TEXT
- - -

Redd Becker Book Review
In Challenger Deep, Neal Shusterman puts us into the mind of a fifteen year old, but this youth’s challenge is schizophrenia. Shusterman writes from the character’s point-of-view (POV). This popular narration style is particularly effective here. He blends real with delusional as he takes us on a surreal journey. While issues arise around family, friends, paranoia and the effect of medicinal drugs, they come from the perspective of a mentally ill.
A good read for those interested in teen schizophrenia, however, I found myself skimming. Perhaps the novel captured the perspective from the inside too realistically, for my taste. Events become muddled and difficult to follow, which happened to me while reading.
Neal Shusterman draws inspiration from family
Shusterman grew up with mental illness in his family. His brother suffers from the disease. Because he knows the topic well, he captures the insiders view in every aspect of his story. An interview on National Book Organization‘s web site provides some background on the author.
Try Belzhar by Meg Woltzer for another perspective on teen mental health.
Challenger Deep by Neal Shusterman
Published by HarperTeen on April 21st 2015
Genres: Contemporary, Young Adult
Caden Bosch is on a ship that's headed for the deepest point on Earth: Challenger Deep, the southern part of the Marianas Trench.
Caden Bosch is a brilliant high school student whose friends are starting to notice his odd behavior.
Caden Bosch is designated the ship's artist in residence, to document the journey with images.
Caden Bosch pretends to join the school track team but spends his days walking for miles, absorbed by the thoughts in his head.
Caden Bosch is split between his allegiance to the captain and the allure of mutiny.
Caden Bosch is torn.
A captivating and powerful novel that lingers long beyond the last page, Challenger Deep is a heartfelt tour de force by one of today's most admired writers for teens.

- - -

RECORDS PROVIDED

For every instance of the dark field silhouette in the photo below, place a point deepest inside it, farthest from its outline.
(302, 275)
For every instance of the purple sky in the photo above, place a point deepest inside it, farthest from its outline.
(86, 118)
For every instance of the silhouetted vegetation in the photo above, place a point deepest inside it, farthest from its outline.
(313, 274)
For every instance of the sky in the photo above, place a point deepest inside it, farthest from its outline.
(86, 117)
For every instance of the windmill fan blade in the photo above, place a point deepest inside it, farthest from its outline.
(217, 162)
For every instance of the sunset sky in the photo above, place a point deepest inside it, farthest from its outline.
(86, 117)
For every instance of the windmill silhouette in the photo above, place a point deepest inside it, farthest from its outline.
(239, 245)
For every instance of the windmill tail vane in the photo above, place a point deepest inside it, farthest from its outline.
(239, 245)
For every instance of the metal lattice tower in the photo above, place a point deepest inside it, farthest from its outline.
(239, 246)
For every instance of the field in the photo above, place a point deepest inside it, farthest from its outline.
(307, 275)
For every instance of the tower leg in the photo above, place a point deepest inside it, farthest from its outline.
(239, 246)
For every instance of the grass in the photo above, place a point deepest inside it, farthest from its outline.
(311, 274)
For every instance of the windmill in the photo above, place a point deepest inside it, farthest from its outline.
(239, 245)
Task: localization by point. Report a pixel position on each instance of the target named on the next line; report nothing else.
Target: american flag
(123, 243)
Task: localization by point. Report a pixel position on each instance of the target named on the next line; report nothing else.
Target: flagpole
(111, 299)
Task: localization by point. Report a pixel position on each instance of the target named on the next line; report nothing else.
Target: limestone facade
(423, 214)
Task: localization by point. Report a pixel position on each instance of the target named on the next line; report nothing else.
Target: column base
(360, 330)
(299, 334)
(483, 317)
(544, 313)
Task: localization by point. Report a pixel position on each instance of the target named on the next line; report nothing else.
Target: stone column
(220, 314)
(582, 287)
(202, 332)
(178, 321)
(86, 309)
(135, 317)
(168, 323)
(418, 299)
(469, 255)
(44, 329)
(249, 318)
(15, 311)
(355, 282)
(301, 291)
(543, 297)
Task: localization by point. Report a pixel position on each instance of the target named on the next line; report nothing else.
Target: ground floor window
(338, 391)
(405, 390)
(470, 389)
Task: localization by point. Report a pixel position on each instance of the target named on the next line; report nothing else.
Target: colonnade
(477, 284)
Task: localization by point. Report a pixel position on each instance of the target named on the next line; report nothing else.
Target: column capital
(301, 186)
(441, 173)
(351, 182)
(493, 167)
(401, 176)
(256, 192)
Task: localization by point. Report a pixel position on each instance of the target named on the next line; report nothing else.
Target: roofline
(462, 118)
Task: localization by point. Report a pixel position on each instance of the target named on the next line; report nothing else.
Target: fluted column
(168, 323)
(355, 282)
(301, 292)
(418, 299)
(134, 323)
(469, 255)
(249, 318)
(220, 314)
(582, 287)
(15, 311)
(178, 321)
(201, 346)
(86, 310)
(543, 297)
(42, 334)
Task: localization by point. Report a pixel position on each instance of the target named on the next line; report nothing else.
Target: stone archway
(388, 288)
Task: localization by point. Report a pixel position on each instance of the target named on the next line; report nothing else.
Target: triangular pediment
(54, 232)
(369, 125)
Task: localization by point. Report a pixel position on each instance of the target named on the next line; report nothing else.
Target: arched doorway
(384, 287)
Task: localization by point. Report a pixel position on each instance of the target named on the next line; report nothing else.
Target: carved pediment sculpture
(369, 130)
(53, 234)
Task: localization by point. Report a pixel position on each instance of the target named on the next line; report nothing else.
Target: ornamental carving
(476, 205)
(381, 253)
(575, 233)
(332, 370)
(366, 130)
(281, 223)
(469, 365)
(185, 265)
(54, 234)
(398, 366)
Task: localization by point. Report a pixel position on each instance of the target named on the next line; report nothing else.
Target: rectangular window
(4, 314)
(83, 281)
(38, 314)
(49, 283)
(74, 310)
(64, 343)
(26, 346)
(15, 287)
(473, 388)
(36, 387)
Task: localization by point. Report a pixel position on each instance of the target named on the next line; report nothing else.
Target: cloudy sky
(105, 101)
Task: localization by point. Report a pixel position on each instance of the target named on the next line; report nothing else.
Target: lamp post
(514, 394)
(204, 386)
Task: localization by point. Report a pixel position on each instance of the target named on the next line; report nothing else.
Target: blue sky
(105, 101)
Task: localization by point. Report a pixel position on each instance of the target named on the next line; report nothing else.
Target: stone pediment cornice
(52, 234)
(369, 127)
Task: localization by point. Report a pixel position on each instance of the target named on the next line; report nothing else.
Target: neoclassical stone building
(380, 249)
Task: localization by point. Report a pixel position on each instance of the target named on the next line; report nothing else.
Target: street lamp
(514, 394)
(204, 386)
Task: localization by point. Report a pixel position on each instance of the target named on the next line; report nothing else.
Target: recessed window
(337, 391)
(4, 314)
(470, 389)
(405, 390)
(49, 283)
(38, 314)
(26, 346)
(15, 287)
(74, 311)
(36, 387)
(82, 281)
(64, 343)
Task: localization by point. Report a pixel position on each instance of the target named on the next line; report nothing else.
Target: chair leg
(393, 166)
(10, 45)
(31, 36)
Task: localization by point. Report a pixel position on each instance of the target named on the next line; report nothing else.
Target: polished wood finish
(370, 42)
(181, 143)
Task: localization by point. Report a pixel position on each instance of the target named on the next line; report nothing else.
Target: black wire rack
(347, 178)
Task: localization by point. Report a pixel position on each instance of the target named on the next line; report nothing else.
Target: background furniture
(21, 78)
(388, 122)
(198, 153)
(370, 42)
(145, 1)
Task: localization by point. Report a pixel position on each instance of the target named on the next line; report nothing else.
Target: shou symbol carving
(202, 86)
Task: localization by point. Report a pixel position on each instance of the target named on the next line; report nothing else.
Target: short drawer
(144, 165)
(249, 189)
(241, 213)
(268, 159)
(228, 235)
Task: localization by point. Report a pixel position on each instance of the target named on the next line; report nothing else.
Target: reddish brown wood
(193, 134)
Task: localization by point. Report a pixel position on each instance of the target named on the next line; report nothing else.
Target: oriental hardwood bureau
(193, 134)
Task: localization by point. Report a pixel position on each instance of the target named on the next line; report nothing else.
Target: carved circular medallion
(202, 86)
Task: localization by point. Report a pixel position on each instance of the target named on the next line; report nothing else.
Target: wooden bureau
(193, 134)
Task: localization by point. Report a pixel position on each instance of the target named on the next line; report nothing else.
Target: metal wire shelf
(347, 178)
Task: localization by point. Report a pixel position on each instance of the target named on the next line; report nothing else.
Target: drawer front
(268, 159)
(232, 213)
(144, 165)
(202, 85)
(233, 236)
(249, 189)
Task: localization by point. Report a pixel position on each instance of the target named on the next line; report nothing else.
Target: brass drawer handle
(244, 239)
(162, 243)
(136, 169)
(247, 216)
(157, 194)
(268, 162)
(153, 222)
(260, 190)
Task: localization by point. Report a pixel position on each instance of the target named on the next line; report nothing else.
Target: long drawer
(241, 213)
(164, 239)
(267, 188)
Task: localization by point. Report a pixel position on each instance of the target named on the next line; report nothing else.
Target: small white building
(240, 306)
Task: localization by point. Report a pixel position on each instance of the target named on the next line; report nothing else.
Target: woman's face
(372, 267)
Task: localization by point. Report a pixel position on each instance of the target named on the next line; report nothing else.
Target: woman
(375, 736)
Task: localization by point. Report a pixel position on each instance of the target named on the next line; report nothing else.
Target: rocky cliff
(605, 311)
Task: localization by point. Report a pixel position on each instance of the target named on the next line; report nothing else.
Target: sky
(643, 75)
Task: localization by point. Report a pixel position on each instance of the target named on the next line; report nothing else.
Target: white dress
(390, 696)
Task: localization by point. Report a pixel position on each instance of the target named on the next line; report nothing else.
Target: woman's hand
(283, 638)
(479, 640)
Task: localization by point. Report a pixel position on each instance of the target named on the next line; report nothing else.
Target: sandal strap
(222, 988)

- - -

WORK INSTRUCTION 1
According to the book review, which issues arise in Challenger Deep from the perspective of a mentally ill character? List all of them.
WORK INSTRUCTION 2
Which publisher does the book review name for Challenger Deep?

EXERCISE ANSWER 1
Family, friends, paranoia, and the effect of medicinal drugs.

EXERCISE ANSWER 2
HarperTeen.